* **Objective**
Below are some records; reproduce every one of them exactly.
**** Extracted information ****
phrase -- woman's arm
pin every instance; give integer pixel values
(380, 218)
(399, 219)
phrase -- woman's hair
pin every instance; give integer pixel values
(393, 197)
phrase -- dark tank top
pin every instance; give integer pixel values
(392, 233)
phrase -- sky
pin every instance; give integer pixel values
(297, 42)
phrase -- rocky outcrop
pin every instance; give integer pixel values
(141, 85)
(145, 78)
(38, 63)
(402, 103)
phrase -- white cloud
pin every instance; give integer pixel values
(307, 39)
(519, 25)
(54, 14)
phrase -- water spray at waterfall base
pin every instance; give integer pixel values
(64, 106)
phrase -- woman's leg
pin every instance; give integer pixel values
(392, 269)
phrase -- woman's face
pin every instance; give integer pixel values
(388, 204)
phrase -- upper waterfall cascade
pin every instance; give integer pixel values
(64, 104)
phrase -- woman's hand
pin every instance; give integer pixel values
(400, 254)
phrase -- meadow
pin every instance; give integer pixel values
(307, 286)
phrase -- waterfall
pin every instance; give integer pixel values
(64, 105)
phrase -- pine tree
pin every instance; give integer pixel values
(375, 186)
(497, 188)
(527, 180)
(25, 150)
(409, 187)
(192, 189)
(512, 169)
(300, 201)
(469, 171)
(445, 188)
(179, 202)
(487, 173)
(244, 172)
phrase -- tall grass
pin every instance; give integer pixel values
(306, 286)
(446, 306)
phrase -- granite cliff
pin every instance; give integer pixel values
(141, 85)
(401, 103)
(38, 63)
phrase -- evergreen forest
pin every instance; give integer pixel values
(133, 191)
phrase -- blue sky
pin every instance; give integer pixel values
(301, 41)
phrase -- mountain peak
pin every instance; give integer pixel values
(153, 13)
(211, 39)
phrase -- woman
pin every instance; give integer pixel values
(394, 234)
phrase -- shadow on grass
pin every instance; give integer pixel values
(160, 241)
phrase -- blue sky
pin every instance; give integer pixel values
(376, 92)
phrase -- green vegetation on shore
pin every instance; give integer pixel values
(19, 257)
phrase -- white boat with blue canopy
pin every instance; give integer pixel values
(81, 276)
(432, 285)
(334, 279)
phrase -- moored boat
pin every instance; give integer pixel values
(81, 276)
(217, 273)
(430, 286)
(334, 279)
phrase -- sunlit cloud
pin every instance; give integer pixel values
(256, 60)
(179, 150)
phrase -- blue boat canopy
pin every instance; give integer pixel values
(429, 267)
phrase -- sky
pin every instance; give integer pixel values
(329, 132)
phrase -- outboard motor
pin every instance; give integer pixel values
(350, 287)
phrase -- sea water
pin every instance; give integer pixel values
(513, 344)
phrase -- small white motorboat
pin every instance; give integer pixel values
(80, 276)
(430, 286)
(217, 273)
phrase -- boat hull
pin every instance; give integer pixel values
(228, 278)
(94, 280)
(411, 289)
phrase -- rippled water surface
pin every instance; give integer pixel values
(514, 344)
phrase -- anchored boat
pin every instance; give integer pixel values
****
* **Output for this task**
phrase -- woman's arm
pin every instance; give integer pixel values
(380, 218)
(399, 219)
phrase -- woman's hair
pin every instance; give integer pixel values
(393, 197)
phrase -- dark tank top
pin every instance; give integer pixel values
(392, 233)
phrase -- sky
pin every instance; give integer pixel values
(297, 42)
phrase -- rocky outcrop
pin every instance; give integer pixel values
(141, 85)
(145, 78)
(38, 63)
(402, 103)
phrase -- white cloud
pin every instance; give integer pixel values
(307, 39)
(519, 25)
(54, 14)
phrase -- water spray at waterfall base
pin every instance; give integer pixel values
(64, 106)
phrase -- woman's leg
pin every instance; give integer pixel values
(392, 269)
phrase -- woman's face
pin every instance; give integer pixel values
(388, 204)
phrase -- upper waterfall cascade
pin every instance; give integer pixel values
(64, 104)
phrase -- woman's hand
pin every instance; give integer pixel values
(400, 254)
phrase -- meadow
pin every instance; give integer pixel values
(307, 286)
phrase -- waterfall
pin every instance; give integer pixel values
(64, 105)
phrase -- pine tree
pin every instance; give integer pixel values
(375, 186)
(497, 188)
(527, 180)
(25, 150)
(409, 187)
(192, 189)
(512, 169)
(300, 201)
(469, 171)
(445, 188)
(179, 202)
(487, 173)
(244, 172)
phrase -- tall grass
pin every instance; give integer pixel values
(306, 286)
(446, 306)
phrase -- granite cliff
pin every instance; give integer pixel values
(141, 85)
(401, 103)
(38, 63)
phrase -- evergreen forest
pin every instance; give integer pixel values
(133, 191)
phrase -- blue sky
pin every instance; give integer pixel values
(301, 41)
phrase -- mountain peak
pin every instance; give integer pixel values
(153, 13)
(211, 39)
phrase -- woman
pin every instance; give integer pixel values
(394, 234)
phrase -- shadow on grass
pin every instance; give integer pixel values
(160, 241)
phrase -- blue sky
pin every instance; give integer pixel values
(376, 92)
phrase -- green vegetation on shore
pin every instance; give integer pixel values
(19, 257)
phrase -- white boat with blue canopy
pin every instance; give integer pixel values
(81, 276)
(432, 285)
(334, 279)
phrase -- moored boat
pin every instance; give integer pixel values
(81, 276)
(217, 273)
(430, 286)
(334, 279)
phrase -- sunlit cloud
pin every instance; give integer pixel values
(256, 60)
(179, 150)
phrase -- blue boat canopy
pin every instance; give integer pixel values
(429, 267)
phrase -- sky
pin every instance; give integer pixel values
(329, 132)
phrase -- outboard motor
pin every instance; give integer pixel values
(350, 287)
phrase -- sea water
pin every instance; give integer pixel values
(513, 344)
phrase -- small white motorboat
pin every instance; give integer pixel values
(80, 276)
(430, 286)
(217, 273)
phrase -- boat hull
pin every instance; give integer pixel values
(228, 278)
(94, 280)
(411, 289)
phrase -- rippled water surface
pin every instance; give integer pixel values
(514, 344)
phrase -- anchored boat
pin every instance; give integer pixel values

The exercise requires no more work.